Point labeling data based on photos
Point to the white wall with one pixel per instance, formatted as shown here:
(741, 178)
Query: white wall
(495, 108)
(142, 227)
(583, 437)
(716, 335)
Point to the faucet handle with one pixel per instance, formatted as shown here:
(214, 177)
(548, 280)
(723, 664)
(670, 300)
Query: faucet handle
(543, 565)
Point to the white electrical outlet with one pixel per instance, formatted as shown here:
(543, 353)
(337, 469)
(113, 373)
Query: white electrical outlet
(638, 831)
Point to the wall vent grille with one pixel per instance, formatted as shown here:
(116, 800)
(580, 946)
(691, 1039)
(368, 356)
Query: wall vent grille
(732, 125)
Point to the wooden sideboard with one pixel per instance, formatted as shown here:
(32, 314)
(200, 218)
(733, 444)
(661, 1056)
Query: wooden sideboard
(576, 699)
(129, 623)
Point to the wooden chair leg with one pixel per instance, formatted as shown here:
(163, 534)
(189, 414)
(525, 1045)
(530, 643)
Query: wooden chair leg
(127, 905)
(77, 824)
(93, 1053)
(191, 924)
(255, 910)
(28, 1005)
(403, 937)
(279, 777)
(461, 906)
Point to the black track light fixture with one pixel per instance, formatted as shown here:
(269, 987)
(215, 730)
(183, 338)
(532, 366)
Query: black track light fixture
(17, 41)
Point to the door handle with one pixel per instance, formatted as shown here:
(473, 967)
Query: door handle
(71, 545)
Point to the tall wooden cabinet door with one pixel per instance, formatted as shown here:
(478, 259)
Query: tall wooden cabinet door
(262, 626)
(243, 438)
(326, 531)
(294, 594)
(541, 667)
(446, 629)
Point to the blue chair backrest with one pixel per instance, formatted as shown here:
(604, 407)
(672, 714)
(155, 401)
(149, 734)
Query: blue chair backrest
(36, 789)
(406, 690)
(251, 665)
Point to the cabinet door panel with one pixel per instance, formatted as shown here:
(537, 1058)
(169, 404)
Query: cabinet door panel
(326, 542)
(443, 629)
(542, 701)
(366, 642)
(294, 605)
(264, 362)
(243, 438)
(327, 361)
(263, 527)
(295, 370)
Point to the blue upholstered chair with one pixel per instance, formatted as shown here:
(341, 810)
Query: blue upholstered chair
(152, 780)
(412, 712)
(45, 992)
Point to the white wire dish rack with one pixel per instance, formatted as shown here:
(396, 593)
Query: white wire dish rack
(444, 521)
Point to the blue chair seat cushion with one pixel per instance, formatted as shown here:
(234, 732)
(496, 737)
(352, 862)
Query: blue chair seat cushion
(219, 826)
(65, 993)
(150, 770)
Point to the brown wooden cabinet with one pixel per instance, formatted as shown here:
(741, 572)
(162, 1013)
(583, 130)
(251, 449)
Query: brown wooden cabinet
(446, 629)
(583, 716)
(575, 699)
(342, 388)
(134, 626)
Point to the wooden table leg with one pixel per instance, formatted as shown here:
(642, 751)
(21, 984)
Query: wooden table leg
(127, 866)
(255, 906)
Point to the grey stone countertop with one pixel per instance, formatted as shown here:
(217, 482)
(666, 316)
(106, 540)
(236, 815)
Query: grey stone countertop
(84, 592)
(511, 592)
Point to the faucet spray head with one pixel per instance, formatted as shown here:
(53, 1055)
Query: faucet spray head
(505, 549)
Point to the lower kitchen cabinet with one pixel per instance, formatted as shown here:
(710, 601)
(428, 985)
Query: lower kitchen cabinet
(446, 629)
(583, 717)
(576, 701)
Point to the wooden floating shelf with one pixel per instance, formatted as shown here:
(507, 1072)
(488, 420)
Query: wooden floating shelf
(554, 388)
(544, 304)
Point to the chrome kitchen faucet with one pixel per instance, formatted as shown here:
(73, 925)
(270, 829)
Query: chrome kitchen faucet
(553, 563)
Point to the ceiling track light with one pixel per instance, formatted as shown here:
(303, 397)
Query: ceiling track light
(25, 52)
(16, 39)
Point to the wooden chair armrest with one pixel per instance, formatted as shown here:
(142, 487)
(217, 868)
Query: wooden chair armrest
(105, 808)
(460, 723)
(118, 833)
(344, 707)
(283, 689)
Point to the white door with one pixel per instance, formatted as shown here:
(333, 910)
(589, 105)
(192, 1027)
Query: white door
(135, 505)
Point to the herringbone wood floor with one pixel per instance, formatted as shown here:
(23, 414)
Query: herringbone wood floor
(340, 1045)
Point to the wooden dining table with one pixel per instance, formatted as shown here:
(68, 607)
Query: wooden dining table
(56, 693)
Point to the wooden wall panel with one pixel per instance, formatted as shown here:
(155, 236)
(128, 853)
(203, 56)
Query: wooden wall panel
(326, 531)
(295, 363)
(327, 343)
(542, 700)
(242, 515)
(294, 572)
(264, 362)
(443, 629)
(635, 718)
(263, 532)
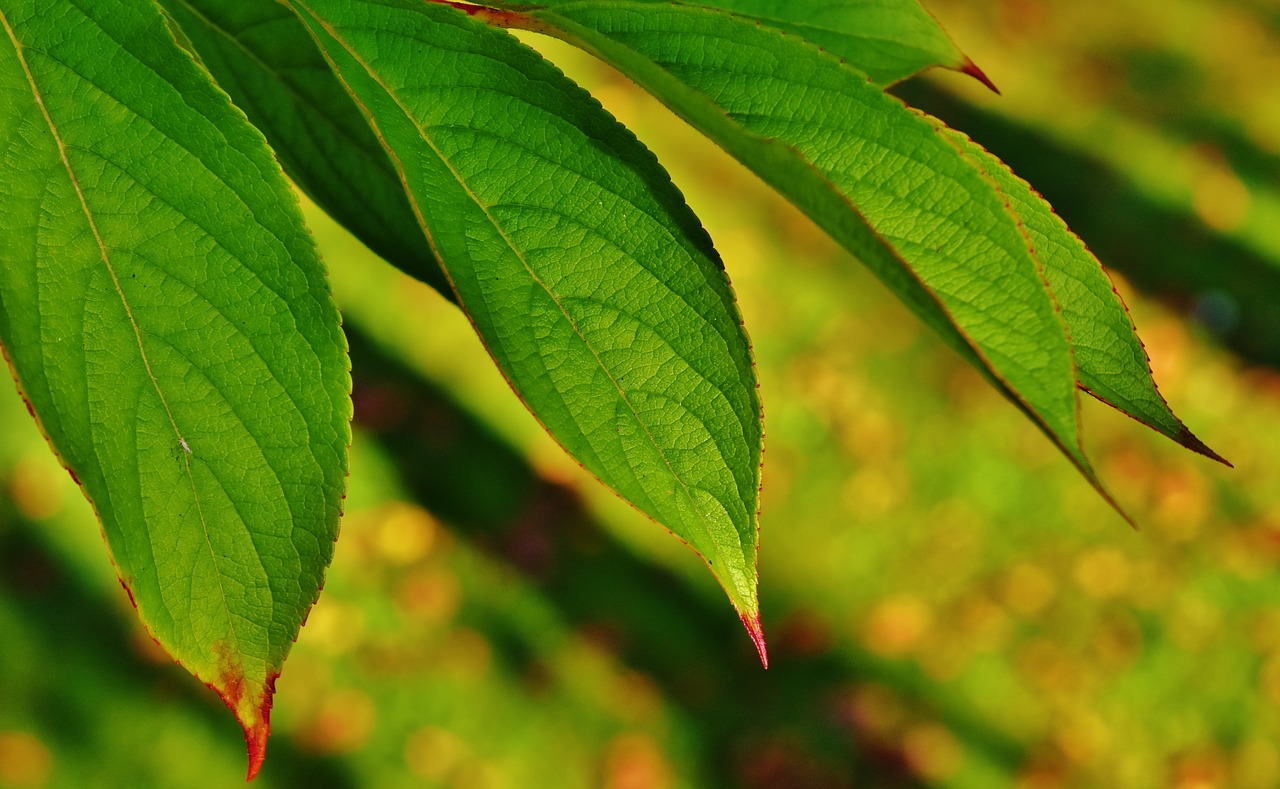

■ Exercise instructions: Count the lines in the items above that contain the string "sideboard", and give only the number.

■ The solution: 2